* TEXT EXCERPT:
______

So the question begs, are we Mexicans or Mexican’ts?

 We desperately need to break the mold that most so-called Mexican-American leaders are still using, such as “voice our concerns,” as the same-o, same-o political approach to improve our education or economic status from where they were two or more generations ago.

And even if a few of our people do get in the political arena, their allegiance is mostly to whites, blacks, or the union because historically, at least in Toledo, they are the ones who have the political power, money, and organized voice.  

The generations of Latino men and women, working long and physically demanding poverty-wage jobs, are just about gone across the United States including in Toledo—unless you are a new arrival to the country and are starting from the bottom in order to provide better opportunities for your children.

Most Mexican-Americans living in NW Ohio have had at least two or three generations to produce high school and college graduates. Yet, much of our younger and older workforce are still in the service industry—cooking, serving, cleaning, changing (linen, tires, roofs, diapers, and so forth), stocking, nurses’ aiding, home health-care aiding, or everyone’s aiding.

Do we have professionals in the workforce? Of course!

But, when you have over a 60-percent dropout rate from high school and almost an equal amount from freshmen entering college, this is no longer acceptable!

And now, with even greater concern for Latinos’ economic future, a recently published article by The Blade about the new and upcoming job creations for our area via the Toledo-Lucas County Economic Development and Innovation Plan (TLCEDIP), commissioned by the Toledo-Lucas County Port Authority, clearly reveals that Latino parents and their school-bound children are nowhere near ready to meet the high technology workforce needed to insure that the employment demands of the non-manufacturing and service industry in this region are met.

______

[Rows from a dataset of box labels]
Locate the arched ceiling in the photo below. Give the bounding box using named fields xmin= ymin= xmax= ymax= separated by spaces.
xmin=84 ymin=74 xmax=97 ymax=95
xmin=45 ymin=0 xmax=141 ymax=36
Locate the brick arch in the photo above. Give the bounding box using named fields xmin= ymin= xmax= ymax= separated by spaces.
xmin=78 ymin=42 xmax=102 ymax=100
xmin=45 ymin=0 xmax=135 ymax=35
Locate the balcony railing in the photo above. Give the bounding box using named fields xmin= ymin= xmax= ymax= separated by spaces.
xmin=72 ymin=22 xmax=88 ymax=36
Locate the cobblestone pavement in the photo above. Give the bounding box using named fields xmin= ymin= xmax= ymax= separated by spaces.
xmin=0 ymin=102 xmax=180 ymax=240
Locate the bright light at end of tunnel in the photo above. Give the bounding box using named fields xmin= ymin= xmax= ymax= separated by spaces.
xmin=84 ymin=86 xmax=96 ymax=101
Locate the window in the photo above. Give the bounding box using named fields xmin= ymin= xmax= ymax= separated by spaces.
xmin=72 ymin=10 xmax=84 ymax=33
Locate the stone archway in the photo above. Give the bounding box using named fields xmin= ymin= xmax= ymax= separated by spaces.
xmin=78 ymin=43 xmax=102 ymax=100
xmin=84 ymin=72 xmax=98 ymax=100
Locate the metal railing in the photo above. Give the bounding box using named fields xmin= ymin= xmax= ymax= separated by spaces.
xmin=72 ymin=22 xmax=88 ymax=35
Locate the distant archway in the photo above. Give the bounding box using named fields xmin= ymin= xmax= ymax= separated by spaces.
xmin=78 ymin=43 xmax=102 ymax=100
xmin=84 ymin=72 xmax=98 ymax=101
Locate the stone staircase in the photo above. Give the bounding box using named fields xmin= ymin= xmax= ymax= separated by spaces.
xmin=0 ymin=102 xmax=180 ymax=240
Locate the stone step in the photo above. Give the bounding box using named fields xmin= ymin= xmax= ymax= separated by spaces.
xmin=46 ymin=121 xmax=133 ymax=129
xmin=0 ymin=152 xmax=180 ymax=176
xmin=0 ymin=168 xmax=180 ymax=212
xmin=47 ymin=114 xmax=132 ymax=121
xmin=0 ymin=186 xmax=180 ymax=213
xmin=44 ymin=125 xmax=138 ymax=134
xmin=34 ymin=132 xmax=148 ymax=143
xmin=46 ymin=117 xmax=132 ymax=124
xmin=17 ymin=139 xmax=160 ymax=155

______

* TO-DO LIST:
(a) Please give the entries as a numbered list, leaving out blank lines, starting with the first line of the entries and going on through the line with "xmin=84 ymin=72 xmax=98 ymax=101".
(b) Carry the piece on Latino education and jobs in Toledo further, continuing from the point where it stops.

* REPLIES:
(a)
1. Locate the arched ceiling in the photo below. Give the bounding box using named fields xmin= ymin= xmax= ymax= separated by spaces.
2. xmin=84 ymin=74 xmax=97 ymax=95
3. xmin=45 ymin=0 xmax=141 ymax=36
4. Locate the brick arch in the photo above. Give the bounding box using named fields xmin= ymin= xmax= ymax= separated by spaces.
5. xmin=78 ymin=42 xmax=102 ymax=100
6. xmin=45 ymin=0 xmax=135 ymax=35
7. Locate the balcony railing in the photo above. Give the bounding box using named fields xmin= ymin= xmax= ymax= separated by spaces.
8. xmin=72 ymin=22 xmax=88 ymax=36
9. Locate the cobblestone pavement in the photo above. Give the bounding box using named fields xmin= ymin= xmax= ymax= separated by spaces.
10. xmin=0 ymin=102 xmax=180 ymax=240
11. Locate the bright light at end of tunnel in the photo above. Give the bounding box using named fields xmin= ymin= xmax= ymax= separated by spaces.
12. xmin=84 ymin=86 xmax=96 ymax=101
13. Locate the window in the photo above. Give the bounding box using named fields xmin= ymin= xmax= ymax= separated by spaces.
14. xmin=72 ymin=10 xmax=84 ymax=33
15. Locate the stone archway in the photo above. Give the bounding box using named fields xmin= ymin= xmax= ymax= separated by spaces.
16. xmin=78 ymin=43 xmax=102 ymax=100
17. xmin=84 ymin=72 xmax=98 ymax=100
18. Locate the metal railing in the photo above. Give the bounding box using named fields xmin= ymin= xmax= ymax= separated by spaces.
19. xmin=72 ymin=22 xmax=88 ymax=35
20. Locate the distant archway in the photo above. Give the bounding box using named fields xmin= ymin= xmax= ymax= separated by spaces.
21. xmin=78 ymin=43 xmax=102 ymax=100
22. xmin=84 ymin=72 xmax=98 ymax=101

(b)
We have become so separated from each other that even, at the turn of the century, Emiliano Zapata recognized how slow in progress our people had become under Spanish rule when he said, “No hay una cosa mas triste que ver un esclavo satisfecho.”

Roughly translated, ‘There is nothing worse than to see a mexicano(a), who is satisfied being a school dropout, cleaning up after other people as a job, and no hope of raising their kids in their own home.’

Another profound and timely statement to keep in mind is “Si Se Puede.” Roughly translated for our times: we must reach into our neighborhoods and hold each other accountable to higher standards—socially, economically, and educationally, because the only handouts left are having no shame.

Editor’s Note: While very similar in appearance, the photo above does not depict Ramón Pérez but superhero Emiliano Zapata! ¡Viva Zapata!